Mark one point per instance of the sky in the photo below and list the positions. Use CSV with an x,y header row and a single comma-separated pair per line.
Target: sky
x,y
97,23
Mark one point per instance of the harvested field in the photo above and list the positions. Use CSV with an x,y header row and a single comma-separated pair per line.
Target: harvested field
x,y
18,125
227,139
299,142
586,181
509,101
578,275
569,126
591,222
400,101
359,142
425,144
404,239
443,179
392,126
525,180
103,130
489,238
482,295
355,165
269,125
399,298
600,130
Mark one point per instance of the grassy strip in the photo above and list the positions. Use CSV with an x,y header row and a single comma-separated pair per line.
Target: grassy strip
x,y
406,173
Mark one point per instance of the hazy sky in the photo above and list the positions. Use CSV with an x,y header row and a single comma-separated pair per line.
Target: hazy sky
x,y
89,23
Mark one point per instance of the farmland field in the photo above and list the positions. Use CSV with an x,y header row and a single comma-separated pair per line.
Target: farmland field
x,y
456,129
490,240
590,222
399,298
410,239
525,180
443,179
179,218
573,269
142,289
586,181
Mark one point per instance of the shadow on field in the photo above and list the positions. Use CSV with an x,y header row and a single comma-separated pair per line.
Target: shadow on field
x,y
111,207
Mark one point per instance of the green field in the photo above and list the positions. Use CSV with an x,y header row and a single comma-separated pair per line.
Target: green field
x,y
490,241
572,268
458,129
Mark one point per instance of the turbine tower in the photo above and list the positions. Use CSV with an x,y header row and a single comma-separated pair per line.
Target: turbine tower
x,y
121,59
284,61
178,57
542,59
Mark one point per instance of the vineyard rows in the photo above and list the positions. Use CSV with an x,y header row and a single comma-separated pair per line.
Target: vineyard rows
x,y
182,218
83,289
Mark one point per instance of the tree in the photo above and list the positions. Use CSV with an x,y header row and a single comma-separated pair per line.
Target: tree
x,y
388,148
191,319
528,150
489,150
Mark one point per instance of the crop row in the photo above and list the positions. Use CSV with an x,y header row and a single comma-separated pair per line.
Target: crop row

_ _ _ _

**AIM OF THE EXERCISE:** Please put every line of the entries above into a Markdown table with two columns, "No." for the row number and "Line" for the line itself, leaving out any blank lines.

**EXERCISE ANSWER:**
| No. | Line |
|---|---|
| 1 | Mark one point per instance of the sky in the photo below and list the positions. Use CSV with an x,y header row and a single comma-separated pair per line. |
| 2 | Target: sky |
| 3 | x,y |
| 4 | 97,23 |
| 5 | Mark one point per instance of the harvested field in the photo above and list the positions. Use CSV with an x,y header row and a single comma-separated pair per line. |
| 6 | Target: harvested field |
| 7 | x,y |
| 8 | 18,125 |
| 9 | 227,139 |
| 10 | 299,142 |
| 11 | 586,181 |
| 12 | 509,101 |
| 13 | 578,275 |
| 14 | 569,126 |
| 15 | 591,222 |
| 16 | 400,101 |
| 17 | 359,142 |
| 18 | 425,144 |
| 19 | 404,239 |
| 20 | 443,179 |
| 21 | 392,126 |
| 22 | 525,180 |
| 23 | 103,130 |
| 24 | 489,238 |
| 25 | 482,295 |
| 26 | 355,165 |
| 27 | 269,125 |
| 28 | 399,298 |
| 29 | 600,130 |
| 30 | Mark one point per instance of the grassy strip in the photo above and list the positions. Use CSV with an x,y header row and a single comma-separated pair per line. |
| 31 | Target: grassy strip |
| 32 | x,y |
| 33 | 406,173 |
| 34 | Mark one point per instance of the hazy sky in the photo above and list the positions. Use CSV with an x,y header row and a single comma-separated pair per line. |
| 35 | Target: hazy sky |
| 36 | x,y |
| 37 | 89,23 |
| 38 | Mark one point per instance of the farmland field in the photo above and list the positions. Use CSV with an x,y header row and a single comma-separated pair per line. |
| 39 | Target: farmland field |
| 40 | x,y |
| 41 | 456,129 |
| 42 | 490,240 |
| 43 | 590,222 |
| 44 | 399,298 |
| 45 | 410,239 |
| 46 | 525,180 |
| 47 | 443,179 |
| 48 | 179,218 |
| 49 | 573,269 |
| 50 | 142,289 |
| 51 | 586,181 |
| 52 | Mark one point per instance of the shadow on field in the photo above and list the positions. Use CSV with an x,y header row and a single comma-separated pair per line. |
| 53 | Target: shadow on field |
| 54 | x,y |
| 55 | 111,207 |
| 56 | Mark one point per instance of the green field in the photo above and list the positions. Use CSV with an x,y header row and a single comma-separated pair per line. |
| 57 | Target: green field |
| 58 | x,y |
| 59 | 490,241 |
| 60 | 572,268 |
| 61 | 458,129 |
| 62 | Mark one point per instance of the turbine tower in the photo above and list the positions. Use CSV with an x,y header row and a single comma-separated pair per line. |
| 63 | Target: turbine tower |
| 64 | x,y |
| 65 | 121,59 |
| 66 | 284,61 |
| 67 | 178,57 |
| 68 | 542,59 |
| 69 | Mark one point per instance of the vineyard rows in the photo above and list the positions. Use CSV with an x,y header row and a single comma-separated pair per line. |
| 70 | Target: vineyard rows |
| 71 | x,y |
| 72 | 182,218 |
| 73 | 83,289 |
| 74 | Mark one point per instance of the tree in the photo above and list the positions. Use CSV with an x,y header row and a single comma-separated pair per line. |
| 75 | Target: tree |
| 76 | x,y |
| 77 | 388,148 |
| 78 | 191,319 |
| 79 | 528,150 |
| 80 | 489,150 |
| 81 | Mark one point per instance of the crop row in the photo above and list the positions. Use CSV with an x,y header row and a single comma-separated pair per line. |
| 82 | Target: crop row |